[Dataset excerpts on object pointing]
•••••
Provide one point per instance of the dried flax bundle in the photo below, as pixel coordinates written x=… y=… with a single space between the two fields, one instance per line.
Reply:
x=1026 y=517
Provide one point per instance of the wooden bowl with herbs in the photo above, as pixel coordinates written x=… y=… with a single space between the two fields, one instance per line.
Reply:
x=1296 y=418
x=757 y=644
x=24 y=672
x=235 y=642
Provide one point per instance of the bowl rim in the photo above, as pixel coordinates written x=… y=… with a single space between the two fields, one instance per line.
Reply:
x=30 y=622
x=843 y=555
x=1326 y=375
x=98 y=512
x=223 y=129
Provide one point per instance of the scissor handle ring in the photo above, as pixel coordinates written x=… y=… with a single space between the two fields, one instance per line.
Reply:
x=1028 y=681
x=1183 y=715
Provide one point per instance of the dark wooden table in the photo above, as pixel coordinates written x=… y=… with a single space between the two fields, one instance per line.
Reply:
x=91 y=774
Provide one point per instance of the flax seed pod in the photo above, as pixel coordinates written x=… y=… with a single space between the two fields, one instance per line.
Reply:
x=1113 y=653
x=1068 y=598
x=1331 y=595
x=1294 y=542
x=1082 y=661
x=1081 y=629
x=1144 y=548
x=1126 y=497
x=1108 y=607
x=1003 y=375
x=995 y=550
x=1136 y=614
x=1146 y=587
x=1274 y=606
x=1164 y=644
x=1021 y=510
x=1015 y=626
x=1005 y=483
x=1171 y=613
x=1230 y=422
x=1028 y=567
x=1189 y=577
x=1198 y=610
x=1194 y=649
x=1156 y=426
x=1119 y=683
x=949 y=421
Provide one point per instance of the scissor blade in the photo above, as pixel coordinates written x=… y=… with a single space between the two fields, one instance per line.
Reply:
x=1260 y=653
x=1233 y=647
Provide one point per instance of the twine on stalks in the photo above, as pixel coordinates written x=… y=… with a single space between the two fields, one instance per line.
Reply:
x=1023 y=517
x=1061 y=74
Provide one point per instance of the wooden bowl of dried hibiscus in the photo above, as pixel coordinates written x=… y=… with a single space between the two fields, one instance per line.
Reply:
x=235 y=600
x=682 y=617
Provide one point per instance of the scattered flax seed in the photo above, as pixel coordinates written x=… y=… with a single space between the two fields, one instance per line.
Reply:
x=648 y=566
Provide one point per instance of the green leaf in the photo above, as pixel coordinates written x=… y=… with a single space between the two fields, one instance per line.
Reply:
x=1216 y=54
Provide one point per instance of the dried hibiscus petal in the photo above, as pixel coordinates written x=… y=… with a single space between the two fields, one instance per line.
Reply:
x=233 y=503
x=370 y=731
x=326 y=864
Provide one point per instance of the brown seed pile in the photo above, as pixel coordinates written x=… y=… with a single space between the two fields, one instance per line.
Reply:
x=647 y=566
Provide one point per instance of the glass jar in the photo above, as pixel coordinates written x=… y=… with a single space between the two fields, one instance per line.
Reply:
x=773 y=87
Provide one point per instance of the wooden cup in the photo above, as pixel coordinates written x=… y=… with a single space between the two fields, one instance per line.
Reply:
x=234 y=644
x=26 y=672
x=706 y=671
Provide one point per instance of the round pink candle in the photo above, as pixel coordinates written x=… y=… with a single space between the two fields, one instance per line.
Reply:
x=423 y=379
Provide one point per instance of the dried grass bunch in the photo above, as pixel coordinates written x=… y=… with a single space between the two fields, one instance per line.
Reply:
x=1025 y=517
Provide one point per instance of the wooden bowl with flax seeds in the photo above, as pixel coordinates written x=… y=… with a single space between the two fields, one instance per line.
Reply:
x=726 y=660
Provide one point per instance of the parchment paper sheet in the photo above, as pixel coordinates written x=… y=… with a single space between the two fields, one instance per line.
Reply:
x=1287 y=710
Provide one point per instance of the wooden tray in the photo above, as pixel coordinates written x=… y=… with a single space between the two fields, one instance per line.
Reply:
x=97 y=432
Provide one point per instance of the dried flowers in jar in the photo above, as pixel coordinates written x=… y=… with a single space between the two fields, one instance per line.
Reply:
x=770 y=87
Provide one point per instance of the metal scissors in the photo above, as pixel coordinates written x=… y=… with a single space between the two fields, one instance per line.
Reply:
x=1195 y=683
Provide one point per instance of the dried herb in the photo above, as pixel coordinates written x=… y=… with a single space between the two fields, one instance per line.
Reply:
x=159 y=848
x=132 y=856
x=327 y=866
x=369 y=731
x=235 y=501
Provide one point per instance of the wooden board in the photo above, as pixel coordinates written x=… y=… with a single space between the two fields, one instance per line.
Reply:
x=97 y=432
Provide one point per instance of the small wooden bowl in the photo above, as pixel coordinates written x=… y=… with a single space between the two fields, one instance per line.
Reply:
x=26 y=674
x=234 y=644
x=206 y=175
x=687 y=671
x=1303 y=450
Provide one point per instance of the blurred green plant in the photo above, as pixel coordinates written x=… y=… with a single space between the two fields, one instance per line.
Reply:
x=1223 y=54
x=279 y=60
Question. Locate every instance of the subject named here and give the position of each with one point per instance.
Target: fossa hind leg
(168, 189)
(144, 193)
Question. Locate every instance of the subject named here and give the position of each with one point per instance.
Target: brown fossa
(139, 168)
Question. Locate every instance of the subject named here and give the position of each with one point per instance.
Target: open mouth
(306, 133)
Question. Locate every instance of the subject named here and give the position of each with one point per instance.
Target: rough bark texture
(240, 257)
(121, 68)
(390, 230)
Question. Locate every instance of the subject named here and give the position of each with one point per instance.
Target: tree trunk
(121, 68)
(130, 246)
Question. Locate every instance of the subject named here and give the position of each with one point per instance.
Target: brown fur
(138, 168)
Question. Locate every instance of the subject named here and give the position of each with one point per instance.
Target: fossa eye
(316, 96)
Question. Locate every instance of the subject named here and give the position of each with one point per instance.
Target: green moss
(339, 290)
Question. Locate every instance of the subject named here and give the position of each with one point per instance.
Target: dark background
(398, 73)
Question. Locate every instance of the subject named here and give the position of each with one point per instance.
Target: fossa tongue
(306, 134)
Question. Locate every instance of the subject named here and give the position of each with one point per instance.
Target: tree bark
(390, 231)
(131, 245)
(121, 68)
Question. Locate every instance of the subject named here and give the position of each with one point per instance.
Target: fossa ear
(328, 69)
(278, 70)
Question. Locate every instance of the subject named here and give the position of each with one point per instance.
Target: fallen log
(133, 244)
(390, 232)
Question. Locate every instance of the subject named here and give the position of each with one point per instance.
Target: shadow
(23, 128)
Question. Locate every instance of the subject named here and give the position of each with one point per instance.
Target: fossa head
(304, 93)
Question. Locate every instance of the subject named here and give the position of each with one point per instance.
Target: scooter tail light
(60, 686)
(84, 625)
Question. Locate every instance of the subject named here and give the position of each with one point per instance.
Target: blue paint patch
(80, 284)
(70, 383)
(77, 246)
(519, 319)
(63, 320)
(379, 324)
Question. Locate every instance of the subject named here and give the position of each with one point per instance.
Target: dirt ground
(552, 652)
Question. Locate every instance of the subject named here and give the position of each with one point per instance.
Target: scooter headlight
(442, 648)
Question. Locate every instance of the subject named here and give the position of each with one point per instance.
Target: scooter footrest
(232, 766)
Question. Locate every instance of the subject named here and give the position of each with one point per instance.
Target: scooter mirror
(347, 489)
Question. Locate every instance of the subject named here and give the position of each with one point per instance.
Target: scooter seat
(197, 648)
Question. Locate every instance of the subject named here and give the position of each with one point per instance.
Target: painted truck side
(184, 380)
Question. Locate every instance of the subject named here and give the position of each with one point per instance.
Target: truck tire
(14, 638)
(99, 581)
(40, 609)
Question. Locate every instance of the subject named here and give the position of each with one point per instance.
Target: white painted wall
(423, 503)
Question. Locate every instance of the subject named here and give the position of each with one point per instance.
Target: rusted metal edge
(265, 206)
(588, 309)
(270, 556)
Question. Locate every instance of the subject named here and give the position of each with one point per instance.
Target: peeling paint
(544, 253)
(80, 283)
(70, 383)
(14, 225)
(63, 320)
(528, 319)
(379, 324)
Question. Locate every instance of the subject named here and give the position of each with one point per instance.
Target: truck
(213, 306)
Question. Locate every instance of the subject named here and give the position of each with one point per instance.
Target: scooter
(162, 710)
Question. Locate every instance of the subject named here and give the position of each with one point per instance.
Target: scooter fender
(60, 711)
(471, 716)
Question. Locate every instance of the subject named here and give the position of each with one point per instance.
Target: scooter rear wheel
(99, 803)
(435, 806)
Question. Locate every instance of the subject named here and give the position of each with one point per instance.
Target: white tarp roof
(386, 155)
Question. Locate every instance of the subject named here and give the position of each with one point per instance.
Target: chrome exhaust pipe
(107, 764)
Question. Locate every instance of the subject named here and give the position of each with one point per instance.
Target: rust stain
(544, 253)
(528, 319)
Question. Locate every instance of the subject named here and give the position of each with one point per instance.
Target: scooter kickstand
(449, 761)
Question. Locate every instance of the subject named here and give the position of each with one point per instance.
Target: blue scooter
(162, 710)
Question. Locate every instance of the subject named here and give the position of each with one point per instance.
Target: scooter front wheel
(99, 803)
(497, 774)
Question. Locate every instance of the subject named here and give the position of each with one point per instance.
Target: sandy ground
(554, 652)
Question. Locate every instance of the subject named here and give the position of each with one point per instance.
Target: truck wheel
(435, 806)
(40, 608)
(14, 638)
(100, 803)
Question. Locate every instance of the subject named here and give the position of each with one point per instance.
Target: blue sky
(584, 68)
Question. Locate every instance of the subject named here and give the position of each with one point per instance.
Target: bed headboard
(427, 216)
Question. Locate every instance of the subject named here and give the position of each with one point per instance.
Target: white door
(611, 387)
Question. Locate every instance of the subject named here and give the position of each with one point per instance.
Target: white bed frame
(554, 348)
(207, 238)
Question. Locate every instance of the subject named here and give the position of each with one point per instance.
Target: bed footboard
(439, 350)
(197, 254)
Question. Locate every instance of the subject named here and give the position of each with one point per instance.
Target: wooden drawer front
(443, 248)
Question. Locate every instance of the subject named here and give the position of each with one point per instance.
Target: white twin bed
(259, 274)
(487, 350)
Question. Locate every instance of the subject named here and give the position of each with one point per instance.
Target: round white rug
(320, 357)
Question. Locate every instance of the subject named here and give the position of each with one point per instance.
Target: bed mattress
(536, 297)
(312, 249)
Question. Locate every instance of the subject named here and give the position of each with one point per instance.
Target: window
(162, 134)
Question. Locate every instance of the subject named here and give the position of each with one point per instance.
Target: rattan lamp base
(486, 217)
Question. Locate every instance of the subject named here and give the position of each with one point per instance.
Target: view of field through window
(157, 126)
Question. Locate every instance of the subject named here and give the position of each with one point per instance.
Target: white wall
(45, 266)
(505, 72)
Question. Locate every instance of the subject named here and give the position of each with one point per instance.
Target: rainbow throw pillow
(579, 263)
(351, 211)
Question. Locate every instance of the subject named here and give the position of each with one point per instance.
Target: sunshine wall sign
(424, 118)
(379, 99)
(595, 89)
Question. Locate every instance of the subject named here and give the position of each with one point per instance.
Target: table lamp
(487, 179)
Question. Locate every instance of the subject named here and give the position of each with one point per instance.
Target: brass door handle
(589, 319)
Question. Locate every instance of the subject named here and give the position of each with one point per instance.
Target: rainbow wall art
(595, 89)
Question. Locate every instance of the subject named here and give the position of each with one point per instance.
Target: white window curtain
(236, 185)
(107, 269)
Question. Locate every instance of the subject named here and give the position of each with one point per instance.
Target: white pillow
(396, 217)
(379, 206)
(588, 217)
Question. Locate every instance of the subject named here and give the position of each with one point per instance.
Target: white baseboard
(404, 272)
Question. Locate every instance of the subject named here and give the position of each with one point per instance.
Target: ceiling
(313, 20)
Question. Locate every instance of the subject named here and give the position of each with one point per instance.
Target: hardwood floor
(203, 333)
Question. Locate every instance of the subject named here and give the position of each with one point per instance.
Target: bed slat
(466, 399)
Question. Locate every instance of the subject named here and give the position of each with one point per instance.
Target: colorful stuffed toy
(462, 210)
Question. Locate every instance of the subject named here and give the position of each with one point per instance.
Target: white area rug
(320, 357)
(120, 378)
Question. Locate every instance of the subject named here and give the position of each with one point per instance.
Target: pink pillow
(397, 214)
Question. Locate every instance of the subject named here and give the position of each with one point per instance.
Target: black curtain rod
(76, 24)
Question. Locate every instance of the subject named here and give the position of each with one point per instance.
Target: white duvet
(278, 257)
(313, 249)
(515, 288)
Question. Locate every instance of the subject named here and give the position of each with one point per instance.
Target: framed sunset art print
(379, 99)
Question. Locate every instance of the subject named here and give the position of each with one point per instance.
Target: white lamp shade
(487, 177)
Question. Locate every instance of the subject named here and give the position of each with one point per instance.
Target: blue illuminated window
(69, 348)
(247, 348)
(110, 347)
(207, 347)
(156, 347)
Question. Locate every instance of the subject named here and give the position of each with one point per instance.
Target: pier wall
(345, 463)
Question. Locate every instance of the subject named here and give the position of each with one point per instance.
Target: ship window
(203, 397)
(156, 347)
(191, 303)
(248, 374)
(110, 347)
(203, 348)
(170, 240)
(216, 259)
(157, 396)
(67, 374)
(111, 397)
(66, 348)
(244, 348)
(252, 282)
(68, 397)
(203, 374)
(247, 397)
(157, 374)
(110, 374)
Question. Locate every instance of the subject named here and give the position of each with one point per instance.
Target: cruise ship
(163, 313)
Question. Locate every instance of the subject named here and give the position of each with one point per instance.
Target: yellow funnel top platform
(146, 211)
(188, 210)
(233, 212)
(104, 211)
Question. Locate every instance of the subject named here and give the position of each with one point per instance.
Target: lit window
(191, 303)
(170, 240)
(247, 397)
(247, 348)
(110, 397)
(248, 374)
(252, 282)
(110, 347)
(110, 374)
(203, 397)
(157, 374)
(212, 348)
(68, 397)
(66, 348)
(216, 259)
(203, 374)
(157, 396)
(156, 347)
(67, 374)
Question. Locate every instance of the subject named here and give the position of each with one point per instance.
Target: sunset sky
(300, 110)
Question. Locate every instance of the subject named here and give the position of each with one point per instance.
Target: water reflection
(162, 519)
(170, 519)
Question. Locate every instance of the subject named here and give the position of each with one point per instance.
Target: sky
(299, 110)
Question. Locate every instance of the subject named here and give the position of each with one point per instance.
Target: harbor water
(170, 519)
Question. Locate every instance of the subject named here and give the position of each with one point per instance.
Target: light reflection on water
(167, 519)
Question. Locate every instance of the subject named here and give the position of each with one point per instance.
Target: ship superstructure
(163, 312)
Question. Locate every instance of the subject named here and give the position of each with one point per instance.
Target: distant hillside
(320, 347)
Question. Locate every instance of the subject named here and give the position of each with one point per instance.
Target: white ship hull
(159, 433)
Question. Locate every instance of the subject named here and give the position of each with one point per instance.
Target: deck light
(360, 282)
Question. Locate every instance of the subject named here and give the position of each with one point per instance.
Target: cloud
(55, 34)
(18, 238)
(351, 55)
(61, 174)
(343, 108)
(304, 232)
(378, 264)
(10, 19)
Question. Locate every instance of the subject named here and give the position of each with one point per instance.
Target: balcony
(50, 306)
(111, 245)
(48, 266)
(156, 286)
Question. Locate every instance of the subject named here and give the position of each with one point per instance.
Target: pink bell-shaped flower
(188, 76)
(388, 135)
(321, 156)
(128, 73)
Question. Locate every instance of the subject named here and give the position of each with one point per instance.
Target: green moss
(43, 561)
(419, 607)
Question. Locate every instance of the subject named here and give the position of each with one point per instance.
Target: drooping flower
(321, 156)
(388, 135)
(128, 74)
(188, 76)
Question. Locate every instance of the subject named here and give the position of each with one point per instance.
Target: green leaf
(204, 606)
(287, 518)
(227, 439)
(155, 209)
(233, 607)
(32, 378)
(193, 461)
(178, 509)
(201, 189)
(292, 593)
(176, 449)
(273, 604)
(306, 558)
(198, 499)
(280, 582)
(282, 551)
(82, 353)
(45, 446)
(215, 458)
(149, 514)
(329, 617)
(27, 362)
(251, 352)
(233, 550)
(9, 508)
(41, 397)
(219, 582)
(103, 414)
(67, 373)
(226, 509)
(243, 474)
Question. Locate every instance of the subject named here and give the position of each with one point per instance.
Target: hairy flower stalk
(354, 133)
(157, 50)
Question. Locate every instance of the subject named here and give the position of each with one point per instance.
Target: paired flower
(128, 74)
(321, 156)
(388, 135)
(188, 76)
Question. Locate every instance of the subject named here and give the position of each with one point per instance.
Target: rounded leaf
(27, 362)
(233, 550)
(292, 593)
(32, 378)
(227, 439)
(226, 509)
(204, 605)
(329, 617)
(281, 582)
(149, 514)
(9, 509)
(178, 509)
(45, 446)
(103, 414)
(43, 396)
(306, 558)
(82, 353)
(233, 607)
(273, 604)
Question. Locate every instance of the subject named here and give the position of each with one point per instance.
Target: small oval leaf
•••••
Arrange everything from the start of the lines down to the line containing "x=1026 y=517" as a two-column CSV with the columns input and output, giving one row for each text paired with its answer. Put each value in a single quoted field and replace any line breaks with spaces.

> _Exercise solution_:
input,output
"Provide one point per instance of the dried flax bundle in the photo below, as pixel coordinates written x=… y=… with a single space between the two fields, one instance per line. Reply:","x=1026 y=517"